- Record list -
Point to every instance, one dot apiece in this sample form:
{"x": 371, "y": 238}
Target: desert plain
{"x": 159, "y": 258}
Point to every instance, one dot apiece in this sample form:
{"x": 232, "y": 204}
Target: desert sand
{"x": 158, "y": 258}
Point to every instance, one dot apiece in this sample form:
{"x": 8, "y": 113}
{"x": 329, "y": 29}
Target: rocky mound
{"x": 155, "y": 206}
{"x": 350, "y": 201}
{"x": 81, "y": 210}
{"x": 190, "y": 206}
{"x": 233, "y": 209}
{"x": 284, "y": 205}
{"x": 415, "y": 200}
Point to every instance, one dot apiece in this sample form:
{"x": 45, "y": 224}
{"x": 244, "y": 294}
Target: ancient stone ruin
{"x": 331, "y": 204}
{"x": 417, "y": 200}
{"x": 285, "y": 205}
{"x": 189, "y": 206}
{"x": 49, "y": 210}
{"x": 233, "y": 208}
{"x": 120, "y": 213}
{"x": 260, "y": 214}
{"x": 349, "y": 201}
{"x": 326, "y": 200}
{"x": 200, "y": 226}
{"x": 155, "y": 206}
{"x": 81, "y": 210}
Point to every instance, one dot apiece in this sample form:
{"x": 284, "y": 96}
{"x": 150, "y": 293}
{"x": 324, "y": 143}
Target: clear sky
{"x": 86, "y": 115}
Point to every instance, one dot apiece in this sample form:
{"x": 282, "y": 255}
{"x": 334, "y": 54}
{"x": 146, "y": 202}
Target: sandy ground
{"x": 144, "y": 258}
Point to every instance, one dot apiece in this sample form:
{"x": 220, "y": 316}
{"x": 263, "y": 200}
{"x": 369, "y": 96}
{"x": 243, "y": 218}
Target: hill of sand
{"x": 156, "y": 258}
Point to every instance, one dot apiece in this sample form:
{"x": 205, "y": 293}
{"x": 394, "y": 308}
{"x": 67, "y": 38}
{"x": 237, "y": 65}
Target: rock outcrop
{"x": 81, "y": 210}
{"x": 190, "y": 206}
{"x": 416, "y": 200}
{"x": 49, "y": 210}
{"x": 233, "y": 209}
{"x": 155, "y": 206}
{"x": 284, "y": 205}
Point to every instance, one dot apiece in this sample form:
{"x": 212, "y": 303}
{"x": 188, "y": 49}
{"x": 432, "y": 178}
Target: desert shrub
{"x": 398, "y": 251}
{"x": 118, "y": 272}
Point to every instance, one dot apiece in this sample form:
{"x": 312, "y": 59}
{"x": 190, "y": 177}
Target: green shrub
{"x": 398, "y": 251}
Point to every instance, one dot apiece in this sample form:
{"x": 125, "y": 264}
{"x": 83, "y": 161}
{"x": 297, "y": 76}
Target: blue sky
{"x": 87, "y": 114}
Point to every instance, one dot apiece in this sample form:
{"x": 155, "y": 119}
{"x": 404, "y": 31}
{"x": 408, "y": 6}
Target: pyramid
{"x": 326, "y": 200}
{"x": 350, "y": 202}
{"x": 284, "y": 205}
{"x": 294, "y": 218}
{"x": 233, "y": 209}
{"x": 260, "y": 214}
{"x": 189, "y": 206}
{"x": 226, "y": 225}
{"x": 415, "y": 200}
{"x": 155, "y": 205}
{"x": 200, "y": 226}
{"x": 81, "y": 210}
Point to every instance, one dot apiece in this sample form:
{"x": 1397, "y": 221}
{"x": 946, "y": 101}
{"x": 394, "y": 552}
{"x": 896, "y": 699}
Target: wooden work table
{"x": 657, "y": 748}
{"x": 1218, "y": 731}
---
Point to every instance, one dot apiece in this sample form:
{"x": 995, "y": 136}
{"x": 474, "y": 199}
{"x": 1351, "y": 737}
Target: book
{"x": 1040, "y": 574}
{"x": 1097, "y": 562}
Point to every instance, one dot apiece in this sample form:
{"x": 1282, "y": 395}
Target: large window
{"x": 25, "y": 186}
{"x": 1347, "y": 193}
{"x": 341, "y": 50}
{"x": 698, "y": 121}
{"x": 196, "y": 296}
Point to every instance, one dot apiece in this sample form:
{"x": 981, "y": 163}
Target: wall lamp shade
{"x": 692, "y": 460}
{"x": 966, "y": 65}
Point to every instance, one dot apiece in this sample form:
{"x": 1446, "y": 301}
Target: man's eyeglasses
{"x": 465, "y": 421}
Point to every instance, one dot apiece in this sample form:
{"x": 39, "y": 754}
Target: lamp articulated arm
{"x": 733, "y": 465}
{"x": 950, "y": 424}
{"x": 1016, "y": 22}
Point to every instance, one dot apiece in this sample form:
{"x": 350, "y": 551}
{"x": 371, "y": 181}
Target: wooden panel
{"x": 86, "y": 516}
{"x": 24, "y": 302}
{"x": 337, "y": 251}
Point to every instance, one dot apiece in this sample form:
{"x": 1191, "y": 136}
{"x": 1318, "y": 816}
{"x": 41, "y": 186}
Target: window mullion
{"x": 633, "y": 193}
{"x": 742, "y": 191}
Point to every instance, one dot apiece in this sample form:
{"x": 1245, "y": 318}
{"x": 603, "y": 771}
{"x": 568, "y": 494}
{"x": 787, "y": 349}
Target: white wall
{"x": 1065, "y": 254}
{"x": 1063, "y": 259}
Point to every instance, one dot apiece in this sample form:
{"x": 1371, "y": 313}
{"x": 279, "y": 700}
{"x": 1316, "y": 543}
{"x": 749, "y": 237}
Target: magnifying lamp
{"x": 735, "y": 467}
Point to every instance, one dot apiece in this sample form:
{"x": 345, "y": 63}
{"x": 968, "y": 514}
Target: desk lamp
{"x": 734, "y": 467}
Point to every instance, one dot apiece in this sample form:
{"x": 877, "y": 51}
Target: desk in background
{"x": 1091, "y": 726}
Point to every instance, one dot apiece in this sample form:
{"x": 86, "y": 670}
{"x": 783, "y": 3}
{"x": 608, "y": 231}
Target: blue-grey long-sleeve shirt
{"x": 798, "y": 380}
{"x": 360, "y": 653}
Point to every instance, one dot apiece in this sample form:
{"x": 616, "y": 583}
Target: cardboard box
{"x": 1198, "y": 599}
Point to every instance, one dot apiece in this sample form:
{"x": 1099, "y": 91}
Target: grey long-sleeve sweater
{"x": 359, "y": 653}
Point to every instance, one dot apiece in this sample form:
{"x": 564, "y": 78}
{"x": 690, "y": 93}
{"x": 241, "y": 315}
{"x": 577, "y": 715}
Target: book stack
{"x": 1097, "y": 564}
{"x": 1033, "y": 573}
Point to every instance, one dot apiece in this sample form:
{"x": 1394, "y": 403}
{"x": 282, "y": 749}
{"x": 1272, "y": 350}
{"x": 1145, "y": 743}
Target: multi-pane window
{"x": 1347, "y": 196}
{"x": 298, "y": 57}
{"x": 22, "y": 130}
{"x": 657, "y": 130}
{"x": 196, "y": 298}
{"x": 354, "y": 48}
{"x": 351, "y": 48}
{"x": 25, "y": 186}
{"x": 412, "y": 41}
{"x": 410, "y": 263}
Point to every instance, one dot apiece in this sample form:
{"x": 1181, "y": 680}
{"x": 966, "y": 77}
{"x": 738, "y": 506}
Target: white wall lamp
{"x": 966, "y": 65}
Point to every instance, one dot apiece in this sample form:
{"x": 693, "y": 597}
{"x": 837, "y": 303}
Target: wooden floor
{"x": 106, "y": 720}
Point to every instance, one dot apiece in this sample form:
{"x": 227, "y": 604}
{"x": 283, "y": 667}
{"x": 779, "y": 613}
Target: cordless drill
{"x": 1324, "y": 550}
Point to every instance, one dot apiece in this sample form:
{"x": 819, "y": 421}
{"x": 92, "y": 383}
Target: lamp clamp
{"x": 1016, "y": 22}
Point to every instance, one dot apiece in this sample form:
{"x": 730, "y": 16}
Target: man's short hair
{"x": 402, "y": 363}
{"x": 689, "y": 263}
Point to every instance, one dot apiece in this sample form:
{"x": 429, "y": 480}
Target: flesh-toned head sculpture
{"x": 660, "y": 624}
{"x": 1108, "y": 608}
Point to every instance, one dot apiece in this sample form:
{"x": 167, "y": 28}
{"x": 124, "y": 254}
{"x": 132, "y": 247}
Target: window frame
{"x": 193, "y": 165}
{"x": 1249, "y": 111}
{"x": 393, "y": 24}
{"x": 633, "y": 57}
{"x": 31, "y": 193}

- Your instructions -
Return every line above, in either block, that contains the string "blue".

- Exercise solution -
Target: blue sky
Target: blue-grey long-sleeve shirt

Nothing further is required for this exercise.